Write down every entry once more, exactly as it reads.

Data excerpts
______________________________

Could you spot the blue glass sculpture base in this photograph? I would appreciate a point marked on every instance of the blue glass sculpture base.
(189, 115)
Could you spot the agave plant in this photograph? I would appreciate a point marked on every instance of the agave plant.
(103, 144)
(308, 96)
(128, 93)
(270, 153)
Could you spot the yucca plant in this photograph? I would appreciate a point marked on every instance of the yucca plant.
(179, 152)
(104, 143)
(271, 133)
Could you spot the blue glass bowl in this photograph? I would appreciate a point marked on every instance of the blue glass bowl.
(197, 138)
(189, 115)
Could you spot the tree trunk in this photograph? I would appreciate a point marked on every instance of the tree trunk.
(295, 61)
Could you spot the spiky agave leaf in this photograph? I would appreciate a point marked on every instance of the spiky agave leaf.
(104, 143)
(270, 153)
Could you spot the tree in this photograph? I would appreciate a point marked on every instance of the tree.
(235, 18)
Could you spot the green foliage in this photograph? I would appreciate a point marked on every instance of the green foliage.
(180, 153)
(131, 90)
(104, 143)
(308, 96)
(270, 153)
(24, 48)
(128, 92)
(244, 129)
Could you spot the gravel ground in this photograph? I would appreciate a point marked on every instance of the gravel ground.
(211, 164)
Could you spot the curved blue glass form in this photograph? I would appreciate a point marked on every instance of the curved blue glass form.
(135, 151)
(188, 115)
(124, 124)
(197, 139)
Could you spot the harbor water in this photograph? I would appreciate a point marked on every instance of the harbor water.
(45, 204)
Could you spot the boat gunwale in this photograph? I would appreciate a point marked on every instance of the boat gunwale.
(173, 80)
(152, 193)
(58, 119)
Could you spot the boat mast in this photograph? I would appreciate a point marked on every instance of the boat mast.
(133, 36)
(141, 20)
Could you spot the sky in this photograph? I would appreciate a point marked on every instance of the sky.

______________________________

* _TASK OUTPUT_:
Could you spot the blue glass sculpture base in this photograph? I would appreciate a point marked on every instance of the blue glass sculpture base.
(189, 115)
Could you spot the agave plant in this photograph? I would appreciate a point marked on every instance of the agave plant.
(103, 144)
(308, 96)
(128, 93)
(270, 153)
Could you spot the yucca plant in this photograph? I would appreciate a point marked on every instance of the yucca plant.
(179, 152)
(104, 143)
(271, 133)
Could you spot the blue glass bowl in this photograph? I would appreciate a point marked on every instance of the blue glass bowl.
(197, 138)
(189, 115)
Could you spot the tree trunk in this photograph? I would appreciate a point marked on every instance of the tree trunk.
(295, 61)
Could you spot the spiky agave leaf in this photograph? I would appreciate a point marked on every instance of the spiky agave leaf.
(104, 143)
(270, 153)
Could you spot the tree in this photograph? I would appreciate a point marked on every instance of the tree.
(235, 18)
Could you spot the green foliage in this photograph? I would appreciate a point marked on every instance of the green foliage.
(180, 153)
(131, 90)
(104, 143)
(308, 96)
(270, 153)
(24, 48)
(128, 92)
(244, 129)
Could you spot the gravel ground in this photograph? I would appreciate a point marked on every instance of the gravel ground.
(211, 164)
Could you spot the curved blue glass form in this photograph? I would appreciate a point marked on every instance of the curved blue glass form.
(135, 151)
(188, 115)
(124, 124)
(197, 139)
Could you spot the harbor water in this photograph? I would appreciate a point marked on every instance of the harbor water.
(45, 204)
Could you spot the boat gunwale in this photograph? I would appreciate a point marked on every instance of the boat gunwale.
(173, 80)
(152, 193)
(58, 119)
Could you spot the boat mast in this photograph? I would appreciate a point marked on every instance of the boat mast.
(133, 36)
(141, 20)
Could you spot the sky in this photograph? I would appreciate a point marked on every instance of the sky.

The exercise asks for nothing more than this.